WORK INSTRUCTIONS:
In the OECD-DAC data module below, how far back does some of the DAC aid data date?

READING TEXT:
** START **

An introduction to OECD-DAC data

Module Objectives:

  • Understand why you might use OECD-DAC data

  • Understand its strengths and weaknesses

  • Learn where to find it online

Prerequisites/before you get started:

  • Completed Introduction to Aid Data

Table of Contents:

  • Why are we looking at the OECD-DAC data?

  • What to expect from this data

  • Things to understand before diving into the data

  • Strengths of the OECD-DAC data

  • Where to find the data online

Introduction

As we mentioned in the Introduction to Aid Data, the OECD is a good source of development data. However, using it will be made much easier by understanding a few pieces of contextual information, thinking about its strengths and weaknesses, and of course, knowing where to actually find it online.

Why are we looking at the OECD-DAC data?

The DAC aid statistics are widely considered to be the “official” source of data on aid- in some cases, the data dates back to the 1960s.

Generally, the data included ranges from regional or national aggregates, to individual project level.

What to expect from this data?

Crucially, the data included here is on the money that flows out of donor countries, not necessarily the money that flows **into **low-income countries: as we’ve mentioned earlier, some of this money is spent in the donor countries themselves.

Also, as with all data on ‘aid’, or Official Development Assistance, remember that it is just a small part of a wider ecosystem of financial flows going into developing countries. In the case of the figures included here, they are also subject to the OECD’s definition of what they actually consider to be Official Development Assistance; ie.

** END **

MATERIAL:

** START **

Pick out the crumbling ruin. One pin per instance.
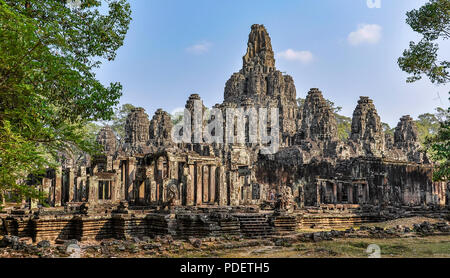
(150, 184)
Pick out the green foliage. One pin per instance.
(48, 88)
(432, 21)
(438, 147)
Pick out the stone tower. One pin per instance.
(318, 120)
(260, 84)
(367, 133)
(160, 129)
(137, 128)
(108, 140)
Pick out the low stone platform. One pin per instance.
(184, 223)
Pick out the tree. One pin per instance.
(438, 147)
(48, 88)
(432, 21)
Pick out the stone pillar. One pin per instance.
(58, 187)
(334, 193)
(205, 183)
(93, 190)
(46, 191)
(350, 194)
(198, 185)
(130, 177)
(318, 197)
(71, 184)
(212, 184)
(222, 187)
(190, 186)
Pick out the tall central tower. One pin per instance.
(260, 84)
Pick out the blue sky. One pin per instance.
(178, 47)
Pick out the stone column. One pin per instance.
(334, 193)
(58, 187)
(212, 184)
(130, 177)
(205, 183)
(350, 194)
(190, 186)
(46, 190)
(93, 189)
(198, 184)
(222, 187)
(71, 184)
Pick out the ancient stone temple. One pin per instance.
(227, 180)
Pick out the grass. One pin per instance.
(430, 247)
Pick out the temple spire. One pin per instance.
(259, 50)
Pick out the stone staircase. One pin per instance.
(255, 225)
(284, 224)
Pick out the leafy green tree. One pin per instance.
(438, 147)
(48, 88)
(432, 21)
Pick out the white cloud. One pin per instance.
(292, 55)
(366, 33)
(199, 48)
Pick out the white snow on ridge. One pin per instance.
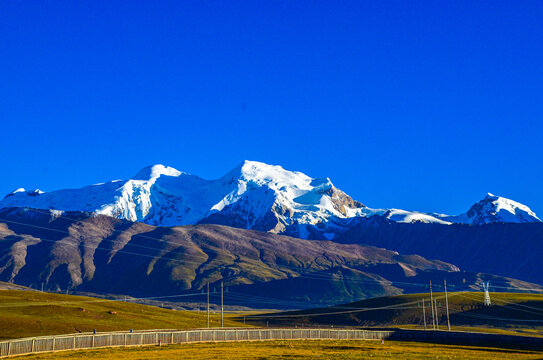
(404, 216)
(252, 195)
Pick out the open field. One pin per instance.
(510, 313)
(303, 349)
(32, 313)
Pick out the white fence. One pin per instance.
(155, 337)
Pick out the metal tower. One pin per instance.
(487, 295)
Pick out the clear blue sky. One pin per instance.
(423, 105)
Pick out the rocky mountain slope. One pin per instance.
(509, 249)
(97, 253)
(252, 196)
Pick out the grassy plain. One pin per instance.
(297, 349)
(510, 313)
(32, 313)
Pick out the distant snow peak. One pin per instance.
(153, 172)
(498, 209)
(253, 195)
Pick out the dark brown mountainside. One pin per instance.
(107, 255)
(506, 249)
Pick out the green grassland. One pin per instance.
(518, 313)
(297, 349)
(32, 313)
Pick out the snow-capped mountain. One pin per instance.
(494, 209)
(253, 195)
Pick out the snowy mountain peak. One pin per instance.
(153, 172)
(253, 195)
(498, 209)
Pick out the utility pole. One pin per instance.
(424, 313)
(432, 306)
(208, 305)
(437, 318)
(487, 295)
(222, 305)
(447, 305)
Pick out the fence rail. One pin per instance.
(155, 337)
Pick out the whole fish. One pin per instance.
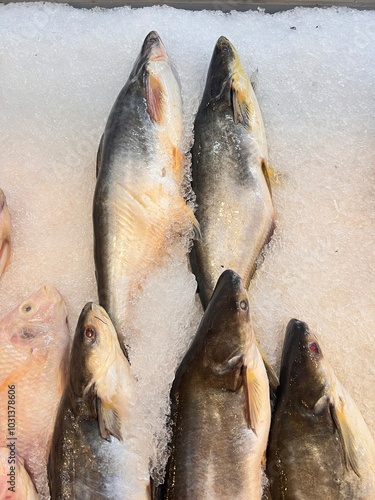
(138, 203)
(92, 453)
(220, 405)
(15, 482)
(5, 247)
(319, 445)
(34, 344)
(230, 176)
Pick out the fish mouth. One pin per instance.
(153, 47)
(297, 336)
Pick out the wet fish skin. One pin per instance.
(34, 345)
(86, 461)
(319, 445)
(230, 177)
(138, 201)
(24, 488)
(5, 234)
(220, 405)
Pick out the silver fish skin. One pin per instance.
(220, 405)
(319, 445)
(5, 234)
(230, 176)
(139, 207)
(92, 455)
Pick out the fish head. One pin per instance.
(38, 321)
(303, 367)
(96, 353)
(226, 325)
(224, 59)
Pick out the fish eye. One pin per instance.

** END **

EXERCISE RESULT:
To the 1960s.